Problem statement
Update the listing below by changing every "photograph" to "photo" and keeping everything else the same. Leave the pictures out of your answer.

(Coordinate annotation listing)
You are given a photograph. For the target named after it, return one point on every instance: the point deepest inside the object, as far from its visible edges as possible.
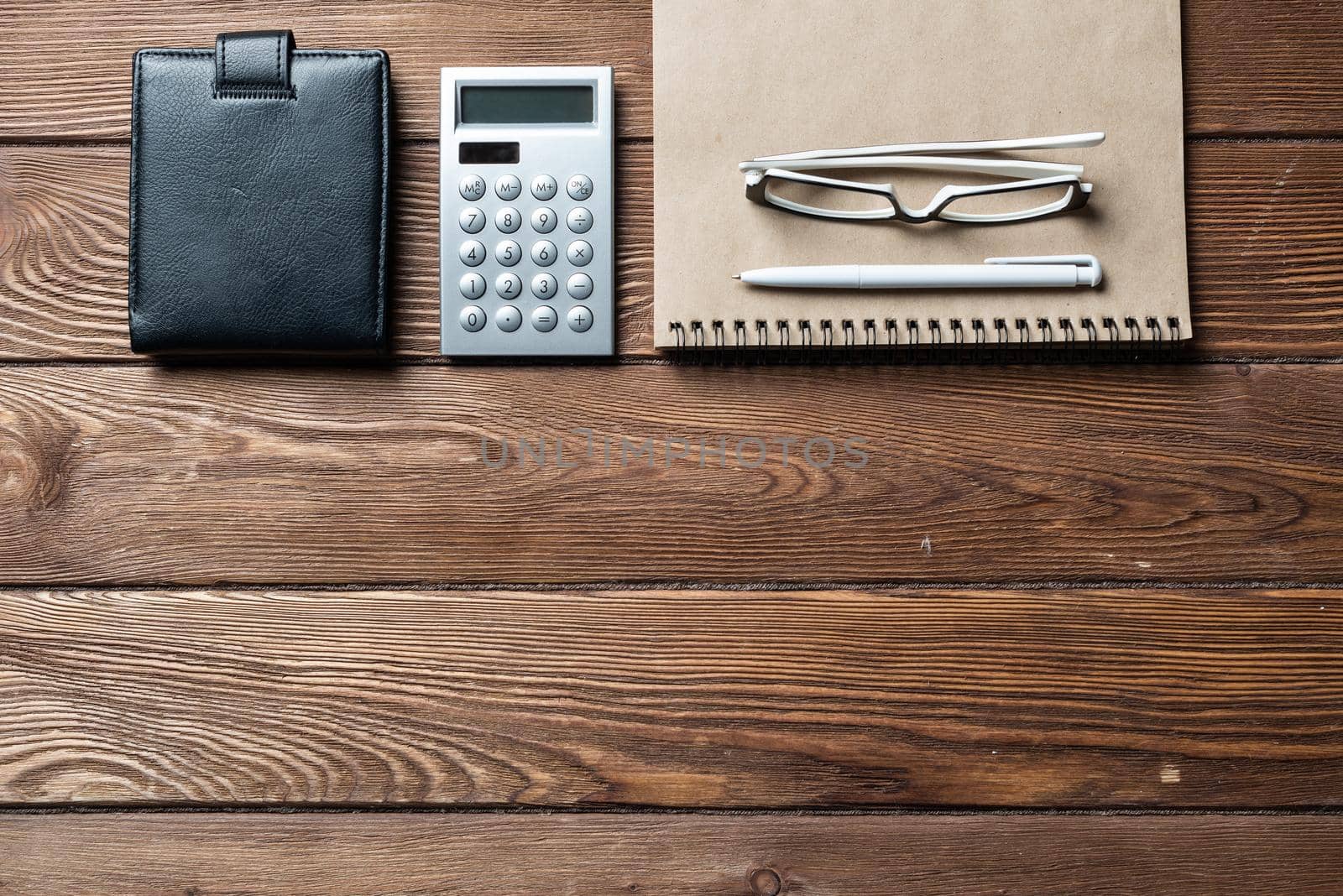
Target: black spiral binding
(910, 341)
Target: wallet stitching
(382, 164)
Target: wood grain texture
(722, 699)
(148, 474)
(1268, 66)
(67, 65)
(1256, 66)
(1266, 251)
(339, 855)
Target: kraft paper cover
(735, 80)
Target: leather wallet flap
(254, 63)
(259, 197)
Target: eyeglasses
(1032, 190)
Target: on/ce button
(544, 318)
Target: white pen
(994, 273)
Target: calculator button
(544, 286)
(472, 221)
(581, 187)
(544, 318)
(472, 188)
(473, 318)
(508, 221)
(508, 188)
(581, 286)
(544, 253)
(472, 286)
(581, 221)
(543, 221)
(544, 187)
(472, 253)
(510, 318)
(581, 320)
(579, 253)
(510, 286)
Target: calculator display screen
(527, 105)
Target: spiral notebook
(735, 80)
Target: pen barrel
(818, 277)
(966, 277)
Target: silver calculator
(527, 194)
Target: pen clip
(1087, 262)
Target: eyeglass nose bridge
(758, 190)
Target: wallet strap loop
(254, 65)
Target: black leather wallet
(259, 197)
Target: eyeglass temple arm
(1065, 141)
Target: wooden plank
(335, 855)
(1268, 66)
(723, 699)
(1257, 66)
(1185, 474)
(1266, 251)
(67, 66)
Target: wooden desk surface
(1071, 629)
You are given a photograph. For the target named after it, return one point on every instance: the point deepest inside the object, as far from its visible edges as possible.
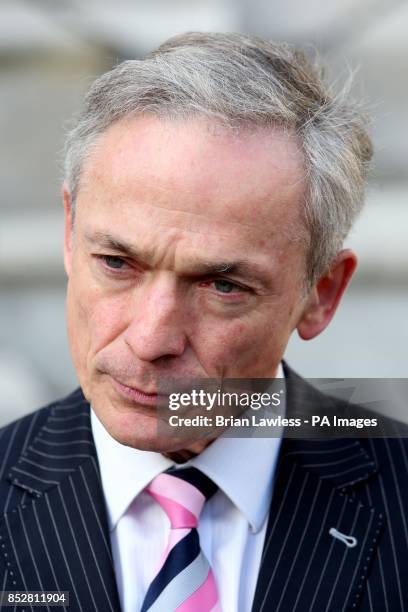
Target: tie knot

Output below
You are given a photo. For the target named after it, return one point on every instance: the point deepest inside the object, as far from its visible edges as possible.
Target: black spiral binding
(910, 341)
Target: wallet stitching
(382, 164)
Target: wood grain texture
(722, 699)
(148, 474)
(1268, 66)
(67, 65)
(1256, 66)
(1266, 251)
(339, 855)
Target: kraft paper cover
(735, 80)
Target: leather wallet flap
(254, 63)
(259, 197)
Target: eyeglasses
(1032, 190)
Target: on/ce button
(544, 318)
Target: white pen
(994, 273)
Target: calculator button
(544, 286)
(472, 221)
(581, 187)
(544, 318)
(472, 188)
(473, 318)
(508, 221)
(508, 188)
(581, 286)
(544, 253)
(472, 286)
(581, 221)
(543, 221)
(544, 187)
(472, 253)
(510, 318)
(581, 320)
(579, 253)
(510, 286)
Target: calculator display screen
(527, 105)
Target: spiral notebook
(735, 80)
Target: pen barrel
(818, 277)
(966, 277)
Target: silver calculator
(527, 194)
Target: pen clip
(1087, 262)
Target: eyeglass nose bridge
(758, 190)
Target: wallet strap loop
(254, 65)
Target: black leather wallet
(259, 197)
Target: eyeglass temple arm
(1065, 141)
Target: wooden plank
(335, 855)
(1268, 66)
(723, 699)
(1257, 66)
(1185, 474)
(1266, 251)
(67, 66)
Target: wooden desk surface
(1071, 629)
You are given a photo. For the target named after it, return one point on every instance: the point deepest inside the object, as far from its visible edges as possible.
Target: tie knot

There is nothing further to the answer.